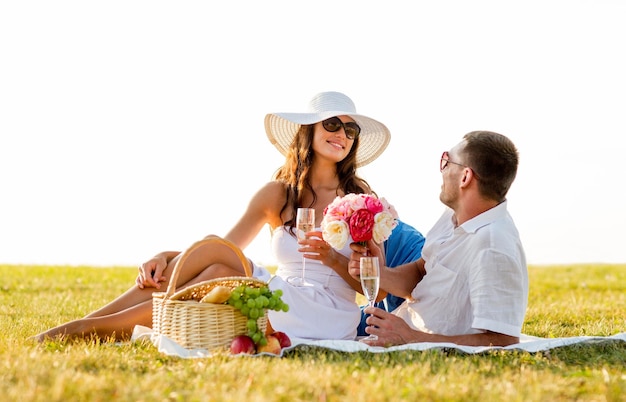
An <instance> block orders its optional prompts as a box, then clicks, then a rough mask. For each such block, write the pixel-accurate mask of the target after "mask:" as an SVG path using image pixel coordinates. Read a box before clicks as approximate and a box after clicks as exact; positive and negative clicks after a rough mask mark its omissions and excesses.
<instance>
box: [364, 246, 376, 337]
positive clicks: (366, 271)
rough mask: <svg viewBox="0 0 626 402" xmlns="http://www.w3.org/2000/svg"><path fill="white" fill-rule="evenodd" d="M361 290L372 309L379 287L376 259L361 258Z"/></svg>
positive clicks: (368, 336)
mask: <svg viewBox="0 0 626 402" xmlns="http://www.w3.org/2000/svg"><path fill="white" fill-rule="evenodd" d="M360 266H361V288H362V289H363V294H364V295H365V297H366V298H367V301H368V302H369V305H370V307H374V303H375V302H376V297H377V296H378V288H379V287H380V266H379V264H378V257H361V264H360ZM377 339H378V337H377V336H376V335H369V336H367V337H365V338H363V339H362V340H366V341H374V340H377Z"/></svg>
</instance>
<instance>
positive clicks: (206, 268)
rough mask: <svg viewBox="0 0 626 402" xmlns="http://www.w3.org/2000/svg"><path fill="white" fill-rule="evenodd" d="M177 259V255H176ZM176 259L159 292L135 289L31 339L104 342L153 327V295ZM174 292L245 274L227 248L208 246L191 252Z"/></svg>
mask: <svg viewBox="0 0 626 402" xmlns="http://www.w3.org/2000/svg"><path fill="white" fill-rule="evenodd" d="M179 257H180V256H179ZM179 257H176V258H174V259H172V261H171V262H170V263H169V264H168V267H167V269H166V270H165V273H164V274H165V276H166V278H167V279H166V282H165V283H162V284H161V289H162V290H157V289H154V288H150V289H148V288H146V289H139V288H138V287H136V286H134V287H132V288H130V289H129V290H127V291H126V292H125V293H123V294H122V295H120V296H119V297H117V298H116V299H115V300H113V301H112V302H110V303H108V304H107V305H105V306H104V307H102V308H100V309H98V310H96V311H94V312H92V313H90V314H88V315H87V316H85V317H84V318H82V319H78V320H74V321H71V322H68V323H66V324H62V325H59V326H57V327H55V328H52V329H50V330H48V331H45V332H42V333H41V334H38V335H36V336H35V337H34V339H36V340H38V341H40V342H41V341H43V340H44V339H46V338H57V337H69V338H73V337H88V336H92V335H97V336H98V337H99V338H102V339H106V338H110V337H115V339H117V340H123V339H128V338H129V337H130V334H131V333H132V331H133V328H134V327H135V325H144V326H147V327H151V326H152V293H153V292H155V291H165V289H166V288H167V284H168V283H169V281H170V279H171V275H172V271H173V268H174V265H175V264H176V263H177V261H178V259H179ZM179 269H180V272H179V275H178V280H177V285H176V290H177V291H178V290H181V289H184V288H186V287H188V286H191V285H194V284H196V283H199V282H203V281H206V280H209V279H214V278H221V277H225V276H243V275H245V272H244V268H243V265H242V264H241V261H240V260H239V258H238V257H237V256H236V255H235V254H234V253H233V252H232V250H230V249H229V248H228V247H227V246H225V245H222V244H218V243H209V244H206V245H203V246H201V247H199V248H198V249H196V250H195V251H193V252H192V253H191V254H190V255H189V256H188V258H187V260H186V261H185V263H184V266H181V267H180V268H179Z"/></svg>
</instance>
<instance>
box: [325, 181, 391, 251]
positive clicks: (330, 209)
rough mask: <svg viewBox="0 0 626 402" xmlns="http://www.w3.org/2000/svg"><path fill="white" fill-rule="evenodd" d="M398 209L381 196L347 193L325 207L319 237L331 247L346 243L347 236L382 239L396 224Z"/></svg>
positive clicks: (362, 238) (370, 238) (360, 238)
mask: <svg viewBox="0 0 626 402" xmlns="http://www.w3.org/2000/svg"><path fill="white" fill-rule="evenodd" d="M396 219H398V213H397V212H396V210H395V209H394V208H393V206H392V205H390V204H389V203H388V202H387V200H385V199H384V198H377V197H376V196H374V195H371V194H352V193H351V194H346V195H345V196H344V197H337V198H335V200H334V201H333V202H332V203H330V205H328V206H327V207H326V208H325V209H324V218H323V219H322V237H323V239H324V240H325V241H327V242H328V244H330V245H331V246H332V247H333V248H334V249H336V250H341V249H342V248H344V247H345V245H346V243H347V241H348V237H349V236H350V237H352V240H354V241H355V242H359V243H361V244H364V243H365V242H366V241H368V240H371V239H374V241H375V242H376V243H382V242H383V241H385V240H387V239H388V238H389V236H390V235H391V231H392V230H393V228H395V227H396V225H397V222H396Z"/></svg>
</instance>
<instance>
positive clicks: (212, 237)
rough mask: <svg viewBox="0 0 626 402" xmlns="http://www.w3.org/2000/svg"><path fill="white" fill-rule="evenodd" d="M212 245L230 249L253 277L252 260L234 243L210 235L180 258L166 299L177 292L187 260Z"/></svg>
mask: <svg viewBox="0 0 626 402" xmlns="http://www.w3.org/2000/svg"><path fill="white" fill-rule="evenodd" d="M211 243H216V244H222V245H224V246H227V247H228V248H230V249H231V251H232V252H233V253H235V255H236V256H237V257H238V258H239V261H241V264H242V265H243V269H244V271H245V273H246V276H247V277H252V266H251V265H250V260H248V258H247V257H246V256H245V255H244V254H243V252H242V251H241V249H240V248H239V247H237V246H236V245H235V244H234V243H233V242H231V241H228V240H226V239H223V238H221V237H219V236H215V235H208V236H207V237H205V238H204V239H202V240H198V241H197V242H195V243H194V244H192V245H191V247H189V248H188V249H187V250H185V251H184V252H183V253H182V254H181V255H180V258H179V259H178V261H177V262H176V265H175V266H174V270H173V271H172V277H171V278H170V283H169V285H168V286H167V292H166V293H165V297H166V298H170V297H171V296H172V295H173V294H174V293H175V292H176V282H177V281H178V275H179V273H180V271H181V269H182V266H183V264H184V263H185V261H187V258H189V256H190V255H191V254H192V253H193V252H194V251H196V250H197V249H198V248H200V247H202V246H205V245H207V244H211Z"/></svg>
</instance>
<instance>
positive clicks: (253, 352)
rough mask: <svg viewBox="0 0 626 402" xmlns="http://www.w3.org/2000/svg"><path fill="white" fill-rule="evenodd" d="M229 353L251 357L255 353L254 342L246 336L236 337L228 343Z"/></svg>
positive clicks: (255, 347) (242, 335) (233, 338)
mask: <svg viewBox="0 0 626 402" xmlns="http://www.w3.org/2000/svg"><path fill="white" fill-rule="evenodd" d="M230 353H232V354H234V355H238V354H240V353H243V354H247V355H253V354H255V353H256V346H255V345H254V341H253V340H252V338H250V337H249V336H248V335H237V336H236V337H234V338H233V340H232V341H231V342H230Z"/></svg>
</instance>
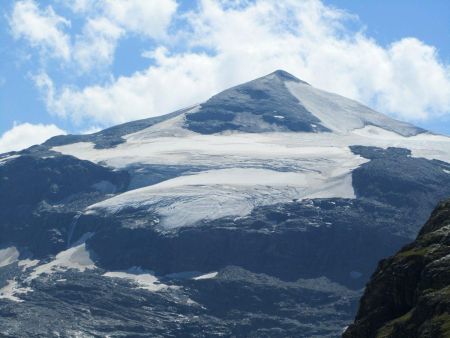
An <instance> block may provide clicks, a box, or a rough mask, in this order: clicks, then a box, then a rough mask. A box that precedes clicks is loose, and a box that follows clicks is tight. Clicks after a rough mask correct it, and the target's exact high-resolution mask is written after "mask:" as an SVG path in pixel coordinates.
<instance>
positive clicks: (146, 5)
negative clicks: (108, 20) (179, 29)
mask: <svg viewBox="0 0 450 338" xmlns="http://www.w3.org/2000/svg"><path fill="white" fill-rule="evenodd" d="M102 7H103V8H104V12H105V14H106V15H107V17H109V18H110V19H111V20H113V21H114V22H116V23H117V24H119V25H121V26H122V27H123V28H124V29H126V30H127V31H130V32H134V33H138V34H143V35H146V36H148V37H150V38H161V37H164V36H165V35H166V30H167V27H168V26H169V24H170V21H171V19H172V15H173V14H174V13H175V11H176V9H177V3H176V1H175V0H158V1H148V0H104V1H103V5H102Z"/></svg>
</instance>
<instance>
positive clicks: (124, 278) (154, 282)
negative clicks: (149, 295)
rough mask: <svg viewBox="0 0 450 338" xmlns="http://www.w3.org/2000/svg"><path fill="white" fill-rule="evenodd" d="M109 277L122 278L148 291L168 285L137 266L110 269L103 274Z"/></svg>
mask: <svg viewBox="0 0 450 338" xmlns="http://www.w3.org/2000/svg"><path fill="white" fill-rule="evenodd" d="M103 276H105V277H110V278H123V279H127V280H130V281H133V282H135V283H136V284H138V285H139V288H140V289H145V290H148V291H153V292H154V291H160V290H164V289H167V288H169V286H168V285H165V284H162V283H160V282H159V280H158V278H156V277H155V276H154V275H152V274H151V273H149V272H146V271H145V270H142V269H141V268H139V267H132V268H130V269H129V270H127V271H111V272H107V273H105V274H103Z"/></svg>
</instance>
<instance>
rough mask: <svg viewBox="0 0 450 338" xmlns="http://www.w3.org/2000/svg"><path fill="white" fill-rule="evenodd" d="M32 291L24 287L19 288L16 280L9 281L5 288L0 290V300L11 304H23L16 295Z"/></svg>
mask: <svg viewBox="0 0 450 338" xmlns="http://www.w3.org/2000/svg"><path fill="white" fill-rule="evenodd" d="M32 291H33V289H31V288H29V287H26V288H23V287H19V284H18V283H17V281H16V280H14V279H11V280H8V281H7V284H6V286H4V287H3V288H1V289H0V299H9V300H11V301H13V302H23V300H22V299H20V298H19V297H17V295H20V294H25V293H28V292H32Z"/></svg>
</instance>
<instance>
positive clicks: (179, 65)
mask: <svg viewBox="0 0 450 338" xmlns="http://www.w3.org/2000/svg"><path fill="white" fill-rule="evenodd" d="M114 3H117V4H121V5H123V6H125V5H124V4H126V5H130V3H131V2H128V1H118V2H114ZM138 3H139V4H141V5H142V4H143V2H142V3H141V2H134V4H138ZM145 3H149V2H145ZM111 4H112V2H110V6H119V5H111ZM230 4H231V5H230ZM233 4H235V5H233ZM149 6H150V5H149ZM111 8H112V7H111ZM117 8H119V7H117ZM124 8H125V7H124ZM149 8H150V7H149ZM108 11H109V12H108V13H109V17H110V20H115V22H117V24H121V25H123V26H126V27H127V29H131V30H133V29H138V28H136V27H135V28H132V26H130V25H131V24H125V23H124V22H125V21H126V20H125V19H121V17H120V15H119V14H117V15H113V14H111V13H115V10H111V9H108ZM117 11H118V10H117ZM169 12H170V11H168V13H169ZM119 13H122V12H120V11H119ZM123 13H125V14H124V15H125V16H126V17H131V16H133V15H135V16H136V22H140V21H143V20H144V17H146V15H148V14H143V13H144V11H142V12H141V14H142V16H140V15H137V14H136V12H135V11H134V10H125V9H124V10H123ZM126 13H128V14H126ZM132 13H135V14H132ZM168 15H169V14H168ZM125 16H124V17H125ZM111 18H113V19H111ZM354 19H355V18H354V17H352V16H351V15H349V14H348V13H346V12H343V11H340V10H337V9H334V8H331V7H327V6H325V5H324V4H323V3H322V2H320V1H319V0H305V1H296V0H286V1H282V2H280V1H271V0H258V1H255V2H247V1H238V2H227V1H212V0H203V1H200V6H199V8H198V9H196V10H194V11H192V12H190V13H189V14H188V15H186V16H184V17H183V18H182V19H181V20H182V21H183V20H184V21H183V23H184V25H182V24H180V23H179V24H180V27H179V29H178V31H177V32H176V33H175V35H173V36H172V38H173V39H175V40H176V41H183V43H184V44H186V45H187V46H188V49H186V50H184V51H183V52H179V51H178V50H177V49H172V48H171V46H173V44H171V43H167V44H164V41H163V42H161V44H160V46H159V47H158V48H156V49H154V50H153V51H151V52H150V53H149V52H145V53H144V55H145V56H146V57H151V58H152V59H153V61H154V64H153V65H151V66H150V67H149V68H148V69H146V70H145V71H141V72H136V73H135V74H133V75H131V76H121V77H118V78H116V79H113V80H111V81H110V82H108V83H106V84H104V85H94V86H87V87H85V88H74V87H69V86H62V87H61V88H55V86H54V85H53V83H52V82H51V81H50V79H48V77H45V76H44V77H42V78H41V80H40V81H38V82H37V83H38V85H39V86H40V87H41V88H42V89H44V92H45V94H46V95H47V96H46V97H47V101H46V102H47V106H48V109H49V111H51V112H54V113H56V114H58V115H60V116H63V117H66V118H70V119H72V120H74V121H76V122H78V123H81V122H83V121H85V122H89V123H95V124H96V125H108V124H113V123H120V122H124V121H128V120H132V119H137V118H142V117H149V116H154V115H160V114H163V113H167V112H170V111H172V110H174V109H177V108H181V107H183V106H186V105H190V104H193V103H196V102H198V101H201V100H204V99H206V98H208V97H209V96H210V95H212V94H214V93H216V92H217V91H219V90H221V89H225V88H226V87H229V86H231V85H234V84H237V83H240V82H243V81H246V80H250V79H253V78H255V77H257V76H261V75H264V74H267V73H270V72H272V71H274V70H275V69H280V68H281V69H285V70H287V71H289V72H291V73H293V74H294V75H297V76H299V77H301V78H302V79H303V80H305V81H308V82H310V83H311V84H313V85H315V86H316V87H318V88H322V89H325V90H329V91H332V92H336V93H339V94H341V95H344V96H347V97H350V98H353V99H356V100H359V101H362V102H363V103H366V104H369V105H371V106H375V108H378V109H379V110H381V111H382V112H385V113H389V114H391V115H394V116H397V117H400V118H403V119H407V120H410V121H416V120H420V119H422V120H424V119H429V118H433V117H436V116H443V115H445V114H449V112H450V68H449V65H446V64H443V63H442V62H440V61H439V58H438V55H437V53H436V51H435V49H434V48H433V47H431V46H428V45H426V44H425V43H423V42H421V41H419V40H417V39H414V38H405V39H402V40H400V41H396V42H394V43H392V44H391V45H390V46H381V45H379V44H378V43H377V42H376V41H375V40H373V39H371V38H370V37H368V36H367V35H366V34H365V33H364V31H363V30H361V31H356V32H355V31H354V30H350V29H348V28H347V27H348V25H347V23H348V21H349V20H354ZM167 22H169V21H167ZM133 25H134V23H133ZM130 27H131V28H130ZM142 27H143V26H142ZM159 27H166V28H167V26H165V24H162V25H160V26H159ZM142 29H144V28H142ZM142 32H143V31H141V33H142ZM159 34H162V33H161V32H160V33H159ZM177 47H178V46H177ZM178 48H179V47H178ZM198 50H207V51H208V53H206V52H198ZM105 55H107V53H106V54H105ZM44 78H45V81H42V79H44Z"/></svg>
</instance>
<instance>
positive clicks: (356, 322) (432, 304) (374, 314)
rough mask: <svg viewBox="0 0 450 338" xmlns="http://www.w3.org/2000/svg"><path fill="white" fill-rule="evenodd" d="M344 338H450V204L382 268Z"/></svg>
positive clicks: (385, 262) (382, 262)
mask: <svg viewBox="0 0 450 338" xmlns="http://www.w3.org/2000/svg"><path fill="white" fill-rule="evenodd" d="M344 337H346V338H350V337H409V338H414V337H450V200H447V201H446V202H443V203H441V204H440V205H439V206H438V207H437V208H436V209H435V211H434V212H433V213H432V215H431V218H430V219H429V221H428V222H427V223H426V224H425V226H424V227H423V229H422V230H421V231H420V233H419V235H418V237H417V239H416V241H415V242H413V243H411V244H409V245H407V246H405V247H404V248H403V249H401V250H400V251H399V252H398V253H397V254H396V255H395V256H393V257H391V258H388V259H385V260H382V261H381V262H380V263H379V265H378V268H377V270H376V272H375V274H374V275H373V276H372V278H371V280H370V282H369V284H368V285H367V288H366V291H365V293H364V295H363V297H362V299H361V303H360V308H359V311H358V314H357V316H356V320H355V323H354V324H352V325H351V326H350V327H349V328H348V329H347V331H346V332H345V333H344Z"/></svg>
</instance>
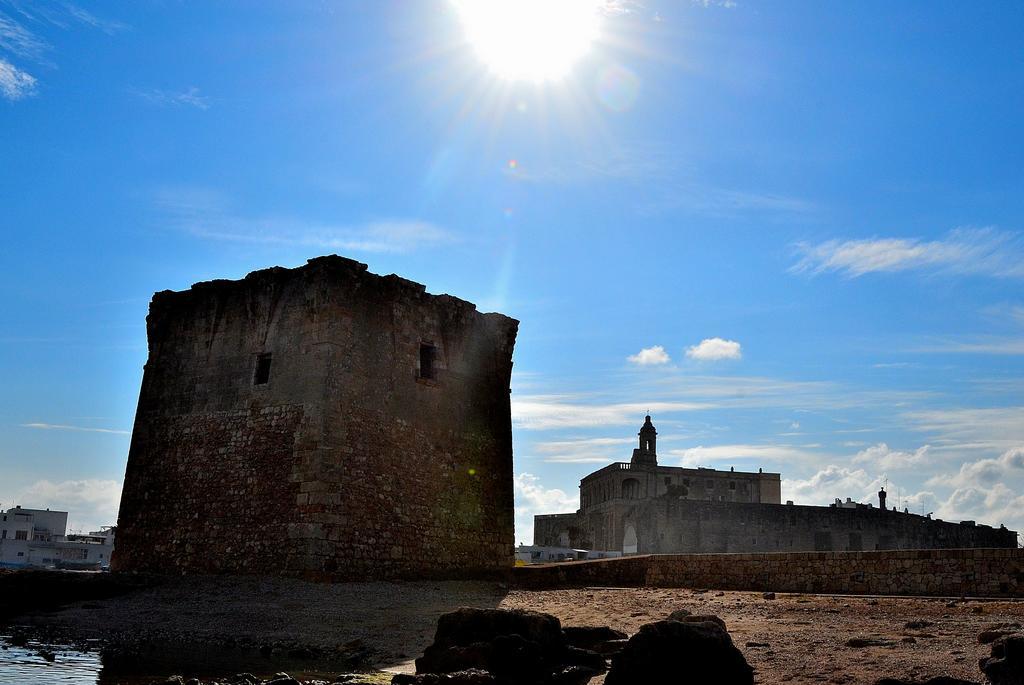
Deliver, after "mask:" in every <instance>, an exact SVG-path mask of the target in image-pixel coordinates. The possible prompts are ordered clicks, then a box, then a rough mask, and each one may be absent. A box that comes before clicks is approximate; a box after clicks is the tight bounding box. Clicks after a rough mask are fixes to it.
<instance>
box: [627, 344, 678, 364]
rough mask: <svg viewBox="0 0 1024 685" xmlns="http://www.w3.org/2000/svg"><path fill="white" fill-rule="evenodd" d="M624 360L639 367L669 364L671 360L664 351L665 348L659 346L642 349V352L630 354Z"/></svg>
mask: <svg viewBox="0 0 1024 685" xmlns="http://www.w3.org/2000/svg"><path fill="white" fill-rule="evenodd" d="M626 360H627V361H629V362H630V363H635V365H638V366H641V367H648V366H652V365H658V363H669V361H671V359H670V358H669V353H668V352H666V351H665V348H664V347H662V346H660V345H654V346H653V347H644V348H643V349H642V350H640V351H639V352H637V353H636V354H631V355H630V356H628V357H626Z"/></svg>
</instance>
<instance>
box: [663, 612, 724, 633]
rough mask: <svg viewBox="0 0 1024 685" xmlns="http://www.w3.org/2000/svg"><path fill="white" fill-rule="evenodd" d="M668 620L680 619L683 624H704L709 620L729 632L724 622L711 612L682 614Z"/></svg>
mask: <svg viewBox="0 0 1024 685" xmlns="http://www.w3.org/2000/svg"><path fill="white" fill-rule="evenodd" d="M669 620H680V622H682V623H684V624H705V623H709V622H711V623H713V624H715V625H716V626H718V627H719V628H721V629H722V630H723V631H725V632H726V633H728V632H729V629H728V628H726V627H725V622H724V620H722V619H721V618H719V617H718V616H716V615H715V614H713V613H694V614H691V615H688V616H683V617H682V618H669Z"/></svg>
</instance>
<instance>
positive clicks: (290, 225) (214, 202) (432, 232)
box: [158, 188, 456, 253]
mask: <svg viewBox="0 0 1024 685" xmlns="http://www.w3.org/2000/svg"><path fill="white" fill-rule="evenodd" d="M158 204H159V205H160V206H161V207H162V208H163V209H164V210H165V211H166V212H167V215H168V223H169V225H170V226H171V227H172V228H175V229H177V230H182V231H186V232H188V233H191V234H194V236H197V237H199V238H203V239H207V240H214V241H224V242H231V243H254V244H259V245H268V246H273V245H298V246H307V247H314V248H321V249H328V250H340V251H351V252H392V253H400V252H412V251H415V250H419V249H423V248H430V247H435V246H439V245H445V244H449V243H453V242H455V240H456V239H455V237H454V236H453V234H452V233H450V232H449V231H446V230H444V229H443V228H440V227H438V226H436V225H434V224H432V223H430V222H428V221H421V220H417V219H384V220H375V221H369V222H366V223H361V224H353V225H347V224H330V223H317V222H315V221H309V220H306V219H299V218H295V217H287V216H265V217H248V216H242V215H239V214H236V213H233V212H231V211H230V209H229V207H228V203H227V202H226V201H225V200H224V198H222V197H221V196H219V195H218V194H217V192H214V191H211V190H208V189H204V188H170V189H165V190H164V191H162V192H161V194H160V195H159V197H158Z"/></svg>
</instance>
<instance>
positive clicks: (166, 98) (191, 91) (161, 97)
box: [135, 86, 210, 110]
mask: <svg viewBox="0 0 1024 685" xmlns="http://www.w3.org/2000/svg"><path fill="white" fill-rule="evenodd" d="M135 93H136V94H137V95H138V96H139V97H141V98H142V99H144V100H146V101H147V102H150V103H151V104H160V105H171V106H182V105H186V106H193V108H196V109H197V110H209V109H210V98H209V97H208V96H206V95H201V94H200V92H199V88H197V87H196V86H191V87H190V88H188V89H187V90H181V91H170V90H158V89H153V90H138V91H135Z"/></svg>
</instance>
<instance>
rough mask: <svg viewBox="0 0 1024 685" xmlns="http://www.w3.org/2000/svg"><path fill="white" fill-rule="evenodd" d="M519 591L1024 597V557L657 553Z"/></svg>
mask: <svg viewBox="0 0 1024 685" xmlns="http://www.w3.org/2000/svg"><path fill="white" fill-rule="evenodd" d="M513 577H514V580H515V583H516V585H517V586H519V587H522V588H525V589H531V590H541V589H550V588H558V587H582V586H609V587H616V586H622V587H640V586H649V587H662V588H707V589H715V590H752V591H773V592H796V593H826V594H831V593H837V594H868V595H921V596H940V597H947V596H972V597H1024V550H1021V549H961V550H894V551H882V552H798V553H780V554H657V555H644V556H633V557H623V558H617V559H600V560H595V561H579V562H566V563H559V564H545V565H535V566H524V567H520V568H516V569H515V572H514V576H513Z"/></svg>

■ **Brief**
Copy each line of the entries in which the string "before" is found.

■ **Solved exercise**
An <instance> block orders its optional prompts as a box, then clicks, then a rough mask. For each such block, write the pixel-accurate mask of the target after "mask:" as an SVG path using image pixel coordinates. Read a box before clicks as approximate and a box after clicks as exact; positive and negative clicks after a rough mask mark its omissions and excesses.
Deliver, after "mask:" in every <instance>, an exact SVG-path mask of the target in image-pixel coordinates. The possible prompts are ordered clicks, then a box, then a rough mask, and each one may be absent. A box that comes before clicks is approximate; a box after clicks is the tight bounding box. Clicks after a rough mask are fixes to it.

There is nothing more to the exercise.